##### THE INPUT #####

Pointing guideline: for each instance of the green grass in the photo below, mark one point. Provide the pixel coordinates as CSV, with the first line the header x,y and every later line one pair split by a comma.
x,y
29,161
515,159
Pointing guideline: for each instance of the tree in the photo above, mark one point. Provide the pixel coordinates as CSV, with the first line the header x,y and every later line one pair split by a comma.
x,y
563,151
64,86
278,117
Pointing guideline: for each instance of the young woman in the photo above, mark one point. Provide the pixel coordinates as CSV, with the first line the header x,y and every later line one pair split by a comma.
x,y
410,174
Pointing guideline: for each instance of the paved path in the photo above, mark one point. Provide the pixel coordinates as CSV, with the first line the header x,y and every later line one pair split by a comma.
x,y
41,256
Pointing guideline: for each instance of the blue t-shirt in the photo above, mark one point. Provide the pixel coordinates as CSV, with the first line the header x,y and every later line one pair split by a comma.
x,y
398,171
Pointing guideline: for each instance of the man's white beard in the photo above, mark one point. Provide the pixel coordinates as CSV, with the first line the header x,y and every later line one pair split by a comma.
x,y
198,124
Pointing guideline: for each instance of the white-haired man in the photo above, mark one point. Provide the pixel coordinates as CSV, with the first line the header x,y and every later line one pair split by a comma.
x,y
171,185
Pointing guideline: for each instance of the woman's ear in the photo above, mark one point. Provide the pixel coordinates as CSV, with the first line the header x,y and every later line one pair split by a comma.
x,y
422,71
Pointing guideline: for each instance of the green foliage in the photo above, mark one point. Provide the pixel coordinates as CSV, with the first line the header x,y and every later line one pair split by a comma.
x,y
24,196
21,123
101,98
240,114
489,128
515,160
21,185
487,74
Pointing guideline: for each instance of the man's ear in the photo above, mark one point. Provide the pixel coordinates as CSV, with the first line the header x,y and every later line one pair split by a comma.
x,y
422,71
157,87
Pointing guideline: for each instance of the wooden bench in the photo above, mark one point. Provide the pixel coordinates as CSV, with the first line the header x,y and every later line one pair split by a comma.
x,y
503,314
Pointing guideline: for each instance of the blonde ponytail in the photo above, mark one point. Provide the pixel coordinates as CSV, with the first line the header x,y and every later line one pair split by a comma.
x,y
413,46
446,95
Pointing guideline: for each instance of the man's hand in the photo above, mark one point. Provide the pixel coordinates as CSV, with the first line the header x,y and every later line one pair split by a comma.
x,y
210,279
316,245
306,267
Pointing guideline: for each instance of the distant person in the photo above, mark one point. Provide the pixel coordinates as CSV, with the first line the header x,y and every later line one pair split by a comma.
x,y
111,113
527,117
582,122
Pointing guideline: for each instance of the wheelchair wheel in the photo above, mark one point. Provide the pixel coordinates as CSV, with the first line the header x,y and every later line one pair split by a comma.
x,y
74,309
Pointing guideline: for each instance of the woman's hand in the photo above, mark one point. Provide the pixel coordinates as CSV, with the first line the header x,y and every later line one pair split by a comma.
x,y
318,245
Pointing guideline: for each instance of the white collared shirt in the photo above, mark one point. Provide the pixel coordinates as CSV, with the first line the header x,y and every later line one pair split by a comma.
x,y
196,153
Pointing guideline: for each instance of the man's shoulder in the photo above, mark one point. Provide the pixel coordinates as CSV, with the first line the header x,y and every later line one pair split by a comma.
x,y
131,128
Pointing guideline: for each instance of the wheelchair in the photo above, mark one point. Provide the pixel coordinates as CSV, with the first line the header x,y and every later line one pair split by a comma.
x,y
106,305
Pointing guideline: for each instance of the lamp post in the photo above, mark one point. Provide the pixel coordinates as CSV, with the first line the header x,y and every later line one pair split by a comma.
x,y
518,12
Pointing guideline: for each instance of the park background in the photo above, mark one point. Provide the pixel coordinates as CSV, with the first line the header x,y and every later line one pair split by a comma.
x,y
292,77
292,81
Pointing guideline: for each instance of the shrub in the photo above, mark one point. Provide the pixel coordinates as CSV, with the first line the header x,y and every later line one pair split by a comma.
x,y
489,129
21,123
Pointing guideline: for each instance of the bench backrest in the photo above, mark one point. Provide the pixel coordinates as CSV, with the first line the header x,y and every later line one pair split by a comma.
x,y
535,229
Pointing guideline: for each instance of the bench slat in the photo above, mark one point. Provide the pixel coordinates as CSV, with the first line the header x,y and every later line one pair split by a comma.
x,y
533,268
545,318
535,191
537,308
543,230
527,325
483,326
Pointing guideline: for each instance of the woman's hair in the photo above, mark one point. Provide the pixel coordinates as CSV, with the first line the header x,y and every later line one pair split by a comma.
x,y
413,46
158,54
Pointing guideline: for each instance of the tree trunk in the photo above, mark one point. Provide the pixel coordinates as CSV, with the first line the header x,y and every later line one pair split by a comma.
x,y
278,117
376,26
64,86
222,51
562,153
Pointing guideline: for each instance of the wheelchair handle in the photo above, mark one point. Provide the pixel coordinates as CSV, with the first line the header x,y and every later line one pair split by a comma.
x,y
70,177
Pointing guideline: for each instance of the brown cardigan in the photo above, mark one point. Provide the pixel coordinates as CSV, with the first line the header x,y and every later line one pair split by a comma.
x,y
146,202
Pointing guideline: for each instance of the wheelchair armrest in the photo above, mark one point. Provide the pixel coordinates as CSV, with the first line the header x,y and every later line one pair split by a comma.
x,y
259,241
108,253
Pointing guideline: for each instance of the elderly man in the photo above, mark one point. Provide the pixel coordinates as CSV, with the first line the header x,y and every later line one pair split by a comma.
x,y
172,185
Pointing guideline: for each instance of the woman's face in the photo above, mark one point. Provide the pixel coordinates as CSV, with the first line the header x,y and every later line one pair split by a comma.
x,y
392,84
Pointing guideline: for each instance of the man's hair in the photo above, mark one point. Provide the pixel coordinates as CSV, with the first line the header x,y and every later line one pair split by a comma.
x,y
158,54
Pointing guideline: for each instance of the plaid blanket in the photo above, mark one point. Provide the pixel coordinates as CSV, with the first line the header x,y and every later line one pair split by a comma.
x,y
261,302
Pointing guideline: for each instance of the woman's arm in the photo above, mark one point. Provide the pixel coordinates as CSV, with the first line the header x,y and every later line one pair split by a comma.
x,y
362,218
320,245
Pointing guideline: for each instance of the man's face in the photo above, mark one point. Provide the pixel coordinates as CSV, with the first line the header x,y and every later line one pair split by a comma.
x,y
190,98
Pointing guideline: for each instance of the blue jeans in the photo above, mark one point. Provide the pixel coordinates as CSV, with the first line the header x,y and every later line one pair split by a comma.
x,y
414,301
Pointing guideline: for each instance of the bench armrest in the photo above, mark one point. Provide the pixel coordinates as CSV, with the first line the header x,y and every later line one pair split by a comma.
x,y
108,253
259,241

#####

**WHAT THE TASK REQUIRES**
Restating all of the data exactly is the whole task.

**ANSWER TO THIS PROBLEM**
Pointing guideline: for each instance of the green grass in the photo below, mark one point. Provide the pixel coordinates as CSV, with the first line the header x,y and every later line one pair split by a comma.
x,y
29,161
515,159
Pointing guideline: for each instance of the tree in the photo above, mark one point. Provide the pixel coordinates as CSV, with the first line the header x,y and every later line one pair split by a comma.
x,y
563,151
64,86
278,117
Pointing guideline: for each instance of the young woman in the photo above, mark one point. Provide the pixel coordinates as CSV, with the first line the header x,y and every later line one pair split by a comma.
x,y
410,174
Pointing guideline: for each instance of the paved path in the photo above, mark one point. Provide the pixel coordinates as CSV, with the first line the header x,y and every later line one pair split by a comma.
x,y
41,256
Pointing guideline: for each instance of the blue t-shirt in the photo above, mark one point. Provide the pixel coordinates as CSV, with the first line the header x,y and every later line one pair split by a comma.
x,y
398,171
Pointing guideline: for each instance of the man's white beard in the photo above, mark one point. Provide the pixel coordinates as CSV, with the first line the header x,y and every later line one pair split by a comma.
x,y
198,124
Pointing guideline: for each instance of the white-haired man in the photo above, mark one point. Provide the pixel coordinates as CSV, with the first line the header x,y and every later line one pair split by a comma.
x,y
171,185
Pointing guideline: for each instance of the woman's ear in the photo above, mark one point. Provide the pixel coordinates as CSV, with the first line the header x,y and every later line one pair split by a comma.
x,y
422,71
Pointing guideline: for each instance of the green foliage in the photo above, mark one point. Provide the pixel coordinates as CSV, with the first line the header x,y and every later line one pair split by a comma.
x,y
24,196
21,123
101,98
240,114
489,128
515,160
21,185
487,74
Pointing guideline: for each instance of the man's ear in the photo above, mark one point. Provide the pixel coordinates as CSV, with the first line the header x,y and every later line one pair split by a comma.
x,y
422,71
157,87
Pointing guideline: for each instance of the wooden bench in the photo above, mark one point. Provide the pixel coordinates as CSV, with the first line the header x,y and every later line one pair split by a comma.
x,y
503,314
Pointing guideline: for each instance of the blonde ponytail in the photo above, mark one point. Provide the pixel coordinates as CSV, with the first line the header x,y and every later line one pair split by a comma.
x,y
413,46
446,95
Pointing guideline: for each instance of the man's hand in the photo above, mark one point. Provide the pixel coordinates as CSV, with the first line the header x,y and every later line one pair split by a comma.
x,y
210,279
316,245
306,267
Pointing guideline: for each instance of the distant person in the photo above, mark one point. Provide the pixel coordinates as CSV, with the first line the header x,y and every later line one pair split by a comma.
x,y
111,113
527,117
582,122
Pointing guideline: for each instance of the wheelchair wheel in the photo above, mark one point. Provide the pixel coordinates as CSV, with the first line the header x,y and every later line one pair split by a comma.
x,y
74,309
Pointing guideline: for each instance of the woman's hand in the photo above, mark one point. Provide the pixel coordinates as CSV, with the first line the header x,y and every later line one pair split by a comma.
x,y
318,245
Pointing guideline: for each instance of the white collared shirt in the photo above, mark one point. Provide the pixel coordinates as CSV, with the first line the header x,y and every later line one pair split by a comma.
x,y
196,153
Pointing guideline: for each instance of the man's shoulder in the photo above, mark one point. Provide the pixel coordinates as CSV, with the first line the header x,y and every later line one pair split by a comma.
x,y
131,128
Pointing guideline: for each instance of the wheelchair in the photo above, mark one point. Provide the pixel coordinates as CSV, with the first line the header x,y and every later line one pair split by a comma.
x,y
106,305
Pointing guideline: for each instance of the lamp post in the photo above, mark one point. Provide the pixel coordinates as CSV, with the first line the header x,y and every later line one pair split by a comma.
x,y
518,12
Pointing guideline: for each instance of the park background in the photo above, mark one point. Provide the pixel coordinates as CSV, with the first line the header x,y and every later line one pair split by a comma.
x,y
292,77
292,81
Pointing guideline: for each instance of the shrub in the photo above, mark one point. Provide the pixel coordinates as CSV, with the first line the header x,y and every later line one pair split by a comma.
x,y
489,129
21,123
Pointing guideline: for each instance of the bench backrest in the photo above, mark one point. Provide the pixel coordinates as CSV, with the first line the header x,y and every later line one pair split by a comma.
x,y
535,229
Pointing guideline: for each instance of the bench slat in the photo above, mark one point. Provide the pixel coordinates as CSV, with the first line the header x,y and every later line one pair split by a comma.
x,y
533,268
545,318
535,191
537,308
543,230
527,325
483,326
Pointing guideline: for each instance of the woman's hair in the photo above, mark one point. Provide the pixel coordinates as CSV, with the first line the header x,y and every later line one pair split by a comma.
x,y
413,46
158,54
Pointing guideline: for each instance of the tree trunk in the photo above, mark one point. Provide the pixel coordinates as CSV, with the first line the header x,y and every later line one pair split by a comma.
x,y
278,117
376,26
64,86
222,51
562,153
Pointing guideline: for each instance of the wheelchair handle in the photo above, mark one point. Provide the pixel coordinates as CSV, with the first line the header x,y and every later line one pair split by a comma.
x,y
70,177
Pointing guideline: for each instance of the brown cardigan in the photo above, mark one point. Provide the pixel coordinates as CSV, with the first line the header x,y and every later line one pair split by a comma.
x,y
146,202
Pointing guideline: for each instance of the wheelchair armrest in the photo above, mark one point. Provide the pixel coordinates as CSV, with the first line the header x,y and every later line one pair split by a comma.
x,y
259,241
108,253
Pointing guideline: for each instance of the elderly man in the photo above, mark one point. Provide the pixel coordinates as CSV, with the first line the header x,y and every later line one pair split by a comma.
x,y
172,185
Pointing guideline: for each instance of the woman's face in the photo above, mark one point. Provide the pixel coordinates as CSV, with the first line the header x,y and every later line one pair split by a comma.
x,y
392,84
Pointing guideline: for each instance of the man's hair in the photo above, mark one point. Provide the pixel coordinates as CSV, with the first line the header x,y and every later line one pair split by a comma.
x,y
158,54
Pointing guideline: for each instance of the plaid blanket in the photo above, mark one point. Provide the pixel coordinates as CSV, with the first line the header x,y and every later line one pair split by a comma.
x,y
261,302
Pointing guideline: for each instance of the woman's arm in the photo above, mark one point. Provide the pixel coordinates as CSV, with the first line the header x,y and every later line one pair split by a comma.
x,y
362,218
320,245
Pointing guideline: for each instance of the man's face in the photo above, mark one point. Provide the pixel coordinates as CSV, with the first line the header x,y and every later line one pair split by a comma.
x,y
190,98
Pointing guideline: for each instance of the blue jeans in the photo above, mark one point. Provide the pixel coordinates as CSV, with the first line the header x,y and every later line one pair split by a comma.
x,y
414,301
Pointing guideline: for each instance of the bench armrest in the photo above, mark one point. Provide the pixel coordinates as CSV, with the first line the header x,y and every later line one pair split by a comma.
x,y
108,253
259,241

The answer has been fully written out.